◆ PROVIDED PASSAGE ◆
— start —

1:59:59 marathon: This year's big athletic talking point
Note: This post first appeared on the Supporting Champions website, run by my good friend, Dr Steve Ingham.
"The Sub-2 hour marathon... I think it’s a monumentally difficult challenge"
Since its announcement last month, much has been made of Nike’s ‘Breaking2’ project: Three East African distance runners taking a collective shot at the sub-two-hour marathon in the spring of 2017. The reaction, however, has not been universally favourable, with some dismissing it as a gimmick or a marketing ploy, or that it cannot be a legitimate record[1]. To their credit, Nike acknowledge this, and synonymous with their ‘Just do it’ mantra, are not pretending it is. Do it… because it can be done, seems to be the hypothetical leap of faith here (26.2-mile leap). So, will it be achieved? And in 2017 that the Nike project aims for – as opposed to the ‘before 2019’ that the rival ‘SUB2’ project[2] suggest? I think it’s a monumentally difficult challenge; but, given the huge investment sums being talked about by both camps, it’s clearly a viable project to take on.

— end —

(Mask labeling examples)
— start —

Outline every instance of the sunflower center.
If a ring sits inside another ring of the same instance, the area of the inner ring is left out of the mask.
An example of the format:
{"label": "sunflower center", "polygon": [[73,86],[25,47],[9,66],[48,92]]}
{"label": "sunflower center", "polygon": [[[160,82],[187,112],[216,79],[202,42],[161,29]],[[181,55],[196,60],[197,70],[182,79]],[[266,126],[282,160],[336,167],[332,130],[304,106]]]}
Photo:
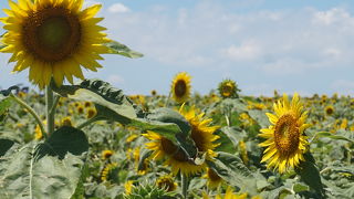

— end —

◆ TASK DESCRIPTION ◆
Please decide whether each statement agrees with the marathon post, answering yes or no and quoting the words of the post that settle it. 1. Nike's project uses three East African distance runners. 2. The rival SUB2 project aims for 2017. 3. The reaction to Nike's project has been universally favorable. The data has no connection to the text.

◆ RESPONSE ◆
1. Yes: "Three East African distance runners taking a collective shot at the sub-two-hour marathon in the spring of 2017."
2. No: "as opposed to the ‘before 2019’ that the rival ‘SUB2’ project"
3. No: "The reaction, however, has not been universally favourable"